Copy out every line of the listing below word for word, leaving out the pictures.

## Begin Information shown

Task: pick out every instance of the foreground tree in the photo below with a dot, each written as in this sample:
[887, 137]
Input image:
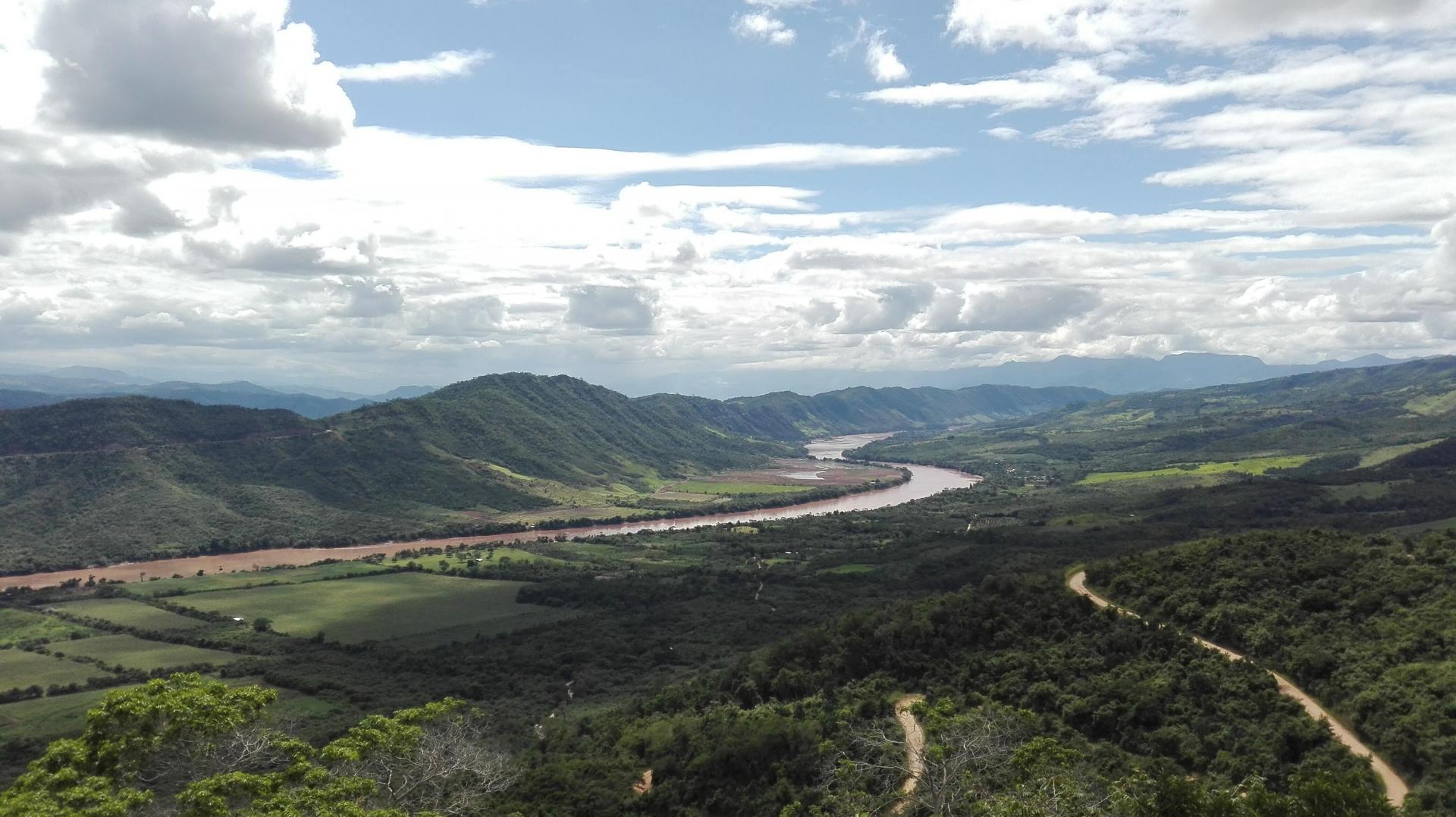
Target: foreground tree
[199, 747]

## End Information shown

Result of the task:
Task: pick out every instance of the foreground tree in the photo below with a dot, each written as in this sample:
[887, 137]
Input image:
Target: foreground tree
[199, 747]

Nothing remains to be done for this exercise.